● **Tasks to perform**
a) Reproduce the Holly River trip post between "We had been" and "across the river.", inclusive, changing "campsite" to "camping spot".
b) In the Holly River trip post, what did Carole and the writer find and take during their drive through the countryside?

● **Text excerpt**
======

Wednesday, July 08, 2009

Cool, Old House

One of our favorite early trips after we bought our first digital camera was to Holly River State Park in West Virginia. I've posted this photograph before and I'll likely post it again. I love this place. Everything about the photo and everything about the trip and everything about that day and moment are crystal clear in my mind. And if I manage to recall something clearly, then it made one hell of an impression.

We had been staying at our campsite along the Holly River. The weather had been atrocious for a camping trip. Especially for a tent-camping trip, since this was in the days before our travel trailer and we had chosen not to stay in the park's cabins. Why? Because we'd just bought our tent, I reckon. Hard to say.

All it did for almost the entire trip was rain. And it didn't mess about with rain. It went whole hog. The Holly River was a torrent--a rushing madhouse of a river when normally it's quite the timid tributary. Not on this trip, though. It roared like a sabertooth.

This was the scene just outside our tent. Normally there's no waterfall across the river.

Eventually Carole and I opted to take a drive through the nearby countryside. We found a gravel road leading up a mountain and took it. The drive itself was a lot of fun, passing through woods and some farmlands and with us only seeing a house every couple of miles or so. This area was just very, very sparsely populated.

The rain made for kickass waterfall viewing, though. This was the Falls on the North Fork of the Holly River. Engorged on almost constant rainfall that day.

======

● **Data records**
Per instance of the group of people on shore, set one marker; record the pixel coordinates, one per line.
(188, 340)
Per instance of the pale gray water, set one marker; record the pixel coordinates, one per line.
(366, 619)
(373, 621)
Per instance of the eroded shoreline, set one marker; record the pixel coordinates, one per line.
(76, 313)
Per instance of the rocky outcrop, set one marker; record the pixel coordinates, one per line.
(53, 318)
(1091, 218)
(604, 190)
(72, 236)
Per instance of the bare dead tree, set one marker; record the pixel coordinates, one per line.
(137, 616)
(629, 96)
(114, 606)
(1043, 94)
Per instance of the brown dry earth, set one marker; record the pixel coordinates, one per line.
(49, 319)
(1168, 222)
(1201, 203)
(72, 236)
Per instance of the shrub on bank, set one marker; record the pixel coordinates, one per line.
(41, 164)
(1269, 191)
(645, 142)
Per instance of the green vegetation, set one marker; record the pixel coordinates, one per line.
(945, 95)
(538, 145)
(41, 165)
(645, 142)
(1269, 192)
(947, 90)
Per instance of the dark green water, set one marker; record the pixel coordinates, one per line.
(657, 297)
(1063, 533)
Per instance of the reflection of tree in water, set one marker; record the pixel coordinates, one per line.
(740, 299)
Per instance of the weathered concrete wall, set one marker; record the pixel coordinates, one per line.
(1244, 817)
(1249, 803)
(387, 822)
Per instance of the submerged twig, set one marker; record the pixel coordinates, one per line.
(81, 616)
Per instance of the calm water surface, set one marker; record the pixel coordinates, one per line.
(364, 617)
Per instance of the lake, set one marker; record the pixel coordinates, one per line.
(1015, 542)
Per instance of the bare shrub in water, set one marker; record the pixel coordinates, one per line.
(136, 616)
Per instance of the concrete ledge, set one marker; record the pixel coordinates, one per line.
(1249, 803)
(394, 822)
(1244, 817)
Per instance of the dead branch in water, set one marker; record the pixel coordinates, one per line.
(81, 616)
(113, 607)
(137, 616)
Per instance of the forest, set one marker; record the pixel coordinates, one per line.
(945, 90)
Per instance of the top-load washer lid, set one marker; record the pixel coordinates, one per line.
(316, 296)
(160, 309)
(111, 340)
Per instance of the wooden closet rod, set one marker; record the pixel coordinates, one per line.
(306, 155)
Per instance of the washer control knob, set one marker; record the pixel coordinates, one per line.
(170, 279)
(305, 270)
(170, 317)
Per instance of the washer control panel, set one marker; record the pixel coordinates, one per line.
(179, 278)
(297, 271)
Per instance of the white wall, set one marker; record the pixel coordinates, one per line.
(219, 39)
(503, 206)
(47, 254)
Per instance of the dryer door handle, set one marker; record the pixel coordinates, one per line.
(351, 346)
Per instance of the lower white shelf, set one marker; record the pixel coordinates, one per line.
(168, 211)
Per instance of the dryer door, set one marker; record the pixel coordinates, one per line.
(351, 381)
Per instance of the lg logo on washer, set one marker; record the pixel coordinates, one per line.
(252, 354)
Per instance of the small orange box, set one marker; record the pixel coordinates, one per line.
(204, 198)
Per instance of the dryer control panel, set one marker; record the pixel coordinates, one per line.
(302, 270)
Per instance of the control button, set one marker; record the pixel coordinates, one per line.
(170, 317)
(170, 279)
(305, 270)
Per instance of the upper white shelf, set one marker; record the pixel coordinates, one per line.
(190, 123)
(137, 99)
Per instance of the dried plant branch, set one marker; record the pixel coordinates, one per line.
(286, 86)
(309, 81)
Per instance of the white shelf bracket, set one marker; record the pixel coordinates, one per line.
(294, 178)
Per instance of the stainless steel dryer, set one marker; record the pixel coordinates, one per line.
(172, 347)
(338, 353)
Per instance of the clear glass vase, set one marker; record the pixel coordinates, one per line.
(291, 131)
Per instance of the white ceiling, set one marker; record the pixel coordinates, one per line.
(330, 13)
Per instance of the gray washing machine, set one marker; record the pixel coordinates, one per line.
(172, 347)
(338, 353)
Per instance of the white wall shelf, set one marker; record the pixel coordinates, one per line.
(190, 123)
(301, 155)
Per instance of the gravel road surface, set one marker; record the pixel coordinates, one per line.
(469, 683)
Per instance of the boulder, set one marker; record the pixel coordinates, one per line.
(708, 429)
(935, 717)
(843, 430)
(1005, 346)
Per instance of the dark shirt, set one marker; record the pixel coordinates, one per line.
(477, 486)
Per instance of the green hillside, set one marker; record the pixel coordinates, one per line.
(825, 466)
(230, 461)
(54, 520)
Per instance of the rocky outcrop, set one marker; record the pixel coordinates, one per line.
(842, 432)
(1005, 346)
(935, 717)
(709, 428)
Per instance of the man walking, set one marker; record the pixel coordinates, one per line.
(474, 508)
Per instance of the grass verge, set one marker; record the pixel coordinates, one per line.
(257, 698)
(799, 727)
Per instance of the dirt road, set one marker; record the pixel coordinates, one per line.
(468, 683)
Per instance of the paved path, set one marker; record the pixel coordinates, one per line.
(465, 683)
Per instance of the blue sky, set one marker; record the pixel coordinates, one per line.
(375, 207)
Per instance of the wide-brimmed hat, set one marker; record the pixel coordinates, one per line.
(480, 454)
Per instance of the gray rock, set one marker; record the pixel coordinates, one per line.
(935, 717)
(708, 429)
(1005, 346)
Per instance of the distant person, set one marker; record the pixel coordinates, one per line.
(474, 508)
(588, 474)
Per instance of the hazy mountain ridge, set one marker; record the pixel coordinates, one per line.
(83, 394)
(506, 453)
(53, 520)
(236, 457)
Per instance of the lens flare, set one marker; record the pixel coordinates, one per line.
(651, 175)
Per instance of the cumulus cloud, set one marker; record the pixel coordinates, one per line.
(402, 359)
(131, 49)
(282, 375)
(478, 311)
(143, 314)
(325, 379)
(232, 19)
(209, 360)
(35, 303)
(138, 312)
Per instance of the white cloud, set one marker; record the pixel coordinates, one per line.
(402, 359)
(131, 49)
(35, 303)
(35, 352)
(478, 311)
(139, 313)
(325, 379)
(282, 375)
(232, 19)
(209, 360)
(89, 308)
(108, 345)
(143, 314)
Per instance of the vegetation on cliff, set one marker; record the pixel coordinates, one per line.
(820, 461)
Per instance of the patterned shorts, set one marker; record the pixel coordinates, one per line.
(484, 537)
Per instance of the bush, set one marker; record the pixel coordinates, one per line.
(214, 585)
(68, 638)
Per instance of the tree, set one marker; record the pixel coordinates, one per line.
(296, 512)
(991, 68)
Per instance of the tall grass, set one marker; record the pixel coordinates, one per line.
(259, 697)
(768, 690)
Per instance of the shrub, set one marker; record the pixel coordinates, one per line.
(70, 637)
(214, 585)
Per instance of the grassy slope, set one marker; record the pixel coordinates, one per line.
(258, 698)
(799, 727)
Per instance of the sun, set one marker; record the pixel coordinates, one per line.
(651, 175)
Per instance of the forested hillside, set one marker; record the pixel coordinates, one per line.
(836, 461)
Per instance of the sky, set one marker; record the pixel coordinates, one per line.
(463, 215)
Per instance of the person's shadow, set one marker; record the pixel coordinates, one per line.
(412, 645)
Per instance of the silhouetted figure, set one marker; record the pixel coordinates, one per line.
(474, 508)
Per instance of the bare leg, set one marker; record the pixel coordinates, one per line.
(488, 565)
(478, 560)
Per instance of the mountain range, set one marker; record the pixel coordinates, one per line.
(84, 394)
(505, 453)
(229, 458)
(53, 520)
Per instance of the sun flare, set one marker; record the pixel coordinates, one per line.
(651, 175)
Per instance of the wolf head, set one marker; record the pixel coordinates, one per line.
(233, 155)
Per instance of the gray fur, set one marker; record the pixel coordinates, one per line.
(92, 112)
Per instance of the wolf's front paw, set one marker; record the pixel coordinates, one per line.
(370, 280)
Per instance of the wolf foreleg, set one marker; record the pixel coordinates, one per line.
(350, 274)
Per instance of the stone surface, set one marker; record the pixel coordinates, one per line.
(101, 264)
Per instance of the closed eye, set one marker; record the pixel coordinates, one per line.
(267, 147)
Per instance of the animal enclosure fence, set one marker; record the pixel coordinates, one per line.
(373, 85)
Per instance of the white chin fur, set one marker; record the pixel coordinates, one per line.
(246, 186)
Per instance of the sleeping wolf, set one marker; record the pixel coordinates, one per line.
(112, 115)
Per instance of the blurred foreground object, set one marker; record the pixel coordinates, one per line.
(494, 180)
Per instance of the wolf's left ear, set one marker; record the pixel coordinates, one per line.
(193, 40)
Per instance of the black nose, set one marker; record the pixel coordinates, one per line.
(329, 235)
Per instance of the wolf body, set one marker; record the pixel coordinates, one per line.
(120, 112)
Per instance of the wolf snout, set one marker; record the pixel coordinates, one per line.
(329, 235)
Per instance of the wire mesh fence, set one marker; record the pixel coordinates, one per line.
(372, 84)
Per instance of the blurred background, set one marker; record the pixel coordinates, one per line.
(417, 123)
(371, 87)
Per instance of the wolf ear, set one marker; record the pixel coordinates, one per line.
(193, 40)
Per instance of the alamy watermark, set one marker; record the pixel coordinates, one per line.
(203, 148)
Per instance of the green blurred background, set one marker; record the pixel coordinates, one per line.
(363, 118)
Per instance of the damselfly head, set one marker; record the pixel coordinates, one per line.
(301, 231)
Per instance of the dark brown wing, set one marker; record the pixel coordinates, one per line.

======

● **Solutions by task**
a)
We had been staying at our camping spot along the Holly River. The weather had been atrocious for a camping trip. Especially for a tent-camping trip, since this was in the days before our travel trailer and we had chosen not to stay in the park's cabins. Why? Because we'd just bought our tent, I reckon. Hard to say.

All it did for almost the entire trip was rain. And it didn't mess about with rain. It went whole hog. The Holly River was a torrent--a rushing madhouse of a river when normally it's quite the timid tributary. Not on this trip, though. It roared like a sabertooth.

This was the scene just outside our tent. Normally there's no waterfall across the river.

b) A gravel road leading up a mountain.